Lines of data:
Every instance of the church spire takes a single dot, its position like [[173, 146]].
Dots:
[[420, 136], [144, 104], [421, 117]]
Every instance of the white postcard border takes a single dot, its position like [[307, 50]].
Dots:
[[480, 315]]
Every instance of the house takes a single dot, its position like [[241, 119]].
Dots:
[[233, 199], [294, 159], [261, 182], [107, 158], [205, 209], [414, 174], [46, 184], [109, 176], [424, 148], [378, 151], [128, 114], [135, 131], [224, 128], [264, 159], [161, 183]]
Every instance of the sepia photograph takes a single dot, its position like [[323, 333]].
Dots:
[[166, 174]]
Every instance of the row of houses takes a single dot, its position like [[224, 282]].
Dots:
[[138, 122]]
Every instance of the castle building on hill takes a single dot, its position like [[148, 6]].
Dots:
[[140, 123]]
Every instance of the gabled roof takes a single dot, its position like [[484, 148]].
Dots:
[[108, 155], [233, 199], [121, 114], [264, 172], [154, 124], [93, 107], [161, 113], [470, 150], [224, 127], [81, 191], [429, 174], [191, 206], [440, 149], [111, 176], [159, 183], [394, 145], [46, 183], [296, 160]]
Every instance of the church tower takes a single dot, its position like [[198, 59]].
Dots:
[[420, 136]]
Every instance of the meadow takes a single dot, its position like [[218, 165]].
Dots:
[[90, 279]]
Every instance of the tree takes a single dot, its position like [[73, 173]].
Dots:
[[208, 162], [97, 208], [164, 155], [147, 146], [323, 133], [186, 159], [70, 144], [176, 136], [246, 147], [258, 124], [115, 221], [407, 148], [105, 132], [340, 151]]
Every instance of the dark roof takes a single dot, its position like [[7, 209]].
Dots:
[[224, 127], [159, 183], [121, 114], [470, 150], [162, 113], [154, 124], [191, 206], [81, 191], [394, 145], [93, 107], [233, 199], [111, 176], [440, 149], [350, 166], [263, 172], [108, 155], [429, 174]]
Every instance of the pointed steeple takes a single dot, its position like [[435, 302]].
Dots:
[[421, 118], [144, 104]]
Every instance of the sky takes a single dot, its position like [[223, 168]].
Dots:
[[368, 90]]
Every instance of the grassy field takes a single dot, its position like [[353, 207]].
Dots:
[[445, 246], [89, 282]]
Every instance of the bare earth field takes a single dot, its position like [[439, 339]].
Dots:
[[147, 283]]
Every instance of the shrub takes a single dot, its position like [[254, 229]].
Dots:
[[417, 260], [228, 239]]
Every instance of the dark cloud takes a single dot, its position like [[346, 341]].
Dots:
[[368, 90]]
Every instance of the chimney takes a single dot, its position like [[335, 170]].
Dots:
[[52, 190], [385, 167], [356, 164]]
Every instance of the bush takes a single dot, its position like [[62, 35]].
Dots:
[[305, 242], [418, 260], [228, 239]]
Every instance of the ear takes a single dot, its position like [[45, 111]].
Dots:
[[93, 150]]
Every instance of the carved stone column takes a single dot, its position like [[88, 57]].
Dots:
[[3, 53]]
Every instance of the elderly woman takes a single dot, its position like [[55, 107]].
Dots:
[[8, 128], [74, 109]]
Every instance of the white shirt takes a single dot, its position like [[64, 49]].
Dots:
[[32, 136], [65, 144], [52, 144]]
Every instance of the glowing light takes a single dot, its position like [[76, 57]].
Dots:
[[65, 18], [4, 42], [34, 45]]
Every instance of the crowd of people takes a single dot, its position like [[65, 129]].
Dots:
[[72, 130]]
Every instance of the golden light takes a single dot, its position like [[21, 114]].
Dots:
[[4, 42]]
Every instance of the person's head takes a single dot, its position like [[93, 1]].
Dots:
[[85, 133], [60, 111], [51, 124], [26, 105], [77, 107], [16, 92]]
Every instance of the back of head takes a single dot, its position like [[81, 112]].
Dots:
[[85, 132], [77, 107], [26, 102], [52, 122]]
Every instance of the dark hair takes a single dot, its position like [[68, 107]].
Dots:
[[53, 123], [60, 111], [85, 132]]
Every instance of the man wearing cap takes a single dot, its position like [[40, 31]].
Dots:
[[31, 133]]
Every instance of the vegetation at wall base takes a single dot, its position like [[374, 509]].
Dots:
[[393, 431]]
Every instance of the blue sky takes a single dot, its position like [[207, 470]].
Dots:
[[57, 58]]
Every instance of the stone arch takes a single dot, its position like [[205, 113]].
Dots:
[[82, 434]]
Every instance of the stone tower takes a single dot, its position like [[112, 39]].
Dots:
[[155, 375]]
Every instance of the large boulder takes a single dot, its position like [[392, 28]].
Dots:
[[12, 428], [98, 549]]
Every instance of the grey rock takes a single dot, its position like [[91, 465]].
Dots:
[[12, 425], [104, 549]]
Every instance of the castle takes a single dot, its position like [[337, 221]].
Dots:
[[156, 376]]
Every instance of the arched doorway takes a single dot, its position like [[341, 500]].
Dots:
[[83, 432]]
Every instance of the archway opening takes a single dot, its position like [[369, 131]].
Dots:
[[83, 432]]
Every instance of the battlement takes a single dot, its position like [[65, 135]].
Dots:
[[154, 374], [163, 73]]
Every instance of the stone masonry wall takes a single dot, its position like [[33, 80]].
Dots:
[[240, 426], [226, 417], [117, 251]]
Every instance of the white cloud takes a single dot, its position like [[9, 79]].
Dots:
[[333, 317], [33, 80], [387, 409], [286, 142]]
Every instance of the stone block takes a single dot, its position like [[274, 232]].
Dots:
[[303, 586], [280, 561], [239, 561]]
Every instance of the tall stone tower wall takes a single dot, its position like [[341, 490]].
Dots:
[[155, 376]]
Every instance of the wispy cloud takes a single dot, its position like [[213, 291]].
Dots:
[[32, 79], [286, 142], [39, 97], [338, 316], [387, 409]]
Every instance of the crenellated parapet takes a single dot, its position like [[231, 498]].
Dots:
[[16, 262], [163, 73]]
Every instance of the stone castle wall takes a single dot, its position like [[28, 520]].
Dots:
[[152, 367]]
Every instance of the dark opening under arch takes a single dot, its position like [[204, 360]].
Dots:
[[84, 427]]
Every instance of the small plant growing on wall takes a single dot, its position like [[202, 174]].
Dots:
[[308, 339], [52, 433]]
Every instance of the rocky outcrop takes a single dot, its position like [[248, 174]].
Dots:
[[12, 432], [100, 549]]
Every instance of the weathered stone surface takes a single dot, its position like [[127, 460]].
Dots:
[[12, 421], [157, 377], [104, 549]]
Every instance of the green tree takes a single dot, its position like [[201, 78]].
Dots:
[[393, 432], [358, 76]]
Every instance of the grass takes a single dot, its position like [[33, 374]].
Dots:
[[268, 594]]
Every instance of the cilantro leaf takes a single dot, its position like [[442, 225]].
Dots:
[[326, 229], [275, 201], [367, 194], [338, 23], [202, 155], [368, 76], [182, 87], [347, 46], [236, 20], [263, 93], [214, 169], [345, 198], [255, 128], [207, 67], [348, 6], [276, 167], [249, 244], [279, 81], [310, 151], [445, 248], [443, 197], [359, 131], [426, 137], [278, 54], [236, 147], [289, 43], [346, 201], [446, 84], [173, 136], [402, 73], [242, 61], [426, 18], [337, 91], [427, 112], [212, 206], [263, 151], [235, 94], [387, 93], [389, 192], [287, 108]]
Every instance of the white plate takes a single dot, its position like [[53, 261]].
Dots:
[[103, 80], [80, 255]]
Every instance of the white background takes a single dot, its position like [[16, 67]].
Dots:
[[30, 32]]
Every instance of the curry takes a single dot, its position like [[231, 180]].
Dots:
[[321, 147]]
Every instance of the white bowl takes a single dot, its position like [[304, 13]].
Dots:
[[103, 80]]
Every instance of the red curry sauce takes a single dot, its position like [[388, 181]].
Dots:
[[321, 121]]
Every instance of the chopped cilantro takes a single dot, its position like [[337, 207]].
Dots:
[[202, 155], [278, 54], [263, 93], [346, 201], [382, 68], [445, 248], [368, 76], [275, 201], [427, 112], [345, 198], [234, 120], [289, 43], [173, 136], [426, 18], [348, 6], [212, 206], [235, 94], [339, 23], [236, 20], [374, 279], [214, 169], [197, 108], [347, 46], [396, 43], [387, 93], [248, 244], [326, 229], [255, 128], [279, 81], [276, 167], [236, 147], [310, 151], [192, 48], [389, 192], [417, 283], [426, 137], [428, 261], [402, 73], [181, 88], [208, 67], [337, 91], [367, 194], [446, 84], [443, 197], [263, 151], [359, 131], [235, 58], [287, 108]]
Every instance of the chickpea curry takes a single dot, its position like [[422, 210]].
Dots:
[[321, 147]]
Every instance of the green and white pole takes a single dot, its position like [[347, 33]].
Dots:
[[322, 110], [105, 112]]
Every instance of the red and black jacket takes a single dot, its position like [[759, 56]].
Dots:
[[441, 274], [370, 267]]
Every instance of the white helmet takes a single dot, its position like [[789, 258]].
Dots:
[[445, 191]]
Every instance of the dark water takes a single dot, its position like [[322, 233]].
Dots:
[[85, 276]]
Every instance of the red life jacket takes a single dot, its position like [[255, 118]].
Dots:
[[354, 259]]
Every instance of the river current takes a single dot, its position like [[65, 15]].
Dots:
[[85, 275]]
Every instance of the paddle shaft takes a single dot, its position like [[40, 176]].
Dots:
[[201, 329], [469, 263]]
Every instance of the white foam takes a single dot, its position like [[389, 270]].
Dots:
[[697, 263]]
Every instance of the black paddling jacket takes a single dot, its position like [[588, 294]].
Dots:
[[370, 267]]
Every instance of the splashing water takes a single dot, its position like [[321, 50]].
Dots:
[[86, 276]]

--- Written request ---
Give back exactly the lines running from the line containing "Every instance of the red and" through the end of the material above, both included, and nothing beyond them.

--- The completed task ---
Every instance of the red and black jacket takes a single dot, its position like [[759, 56]].
Dots:
[[441, 274], [370, 267]]
Every instance of the white helmet takes a single dot, its position like [[789, 258]].
Dots:
[[445, 191]]
Every instance of the dark water takes a single dot, its position like [[322, 233]].
Dots:
[[85, 276]]
Every instance of the red life jacket takes a single dot, its position like [[255, 118]].
Dots:
[[354, 259]]
Every instance of the river current takes a single dot, its position like [[65, 15]].
Dots:
[[85, 275]]
Every instance of the paddle shaft takes a single dot, its position like [[40, 176]].
Dots:
[[201, 329], [469, 263]]
Every instance of the white foam takes a single dot, its position like [[389, 270]].
Dots:
[[697, 263]]
Every instance of the black paddling jacket takes a single dot, its position like [[588, 294]].
Dots:
[[370, 267]]
Every instance of the splashing water takes a single dot, its position like [[321, 50]].
Dots:
[[86, 276]]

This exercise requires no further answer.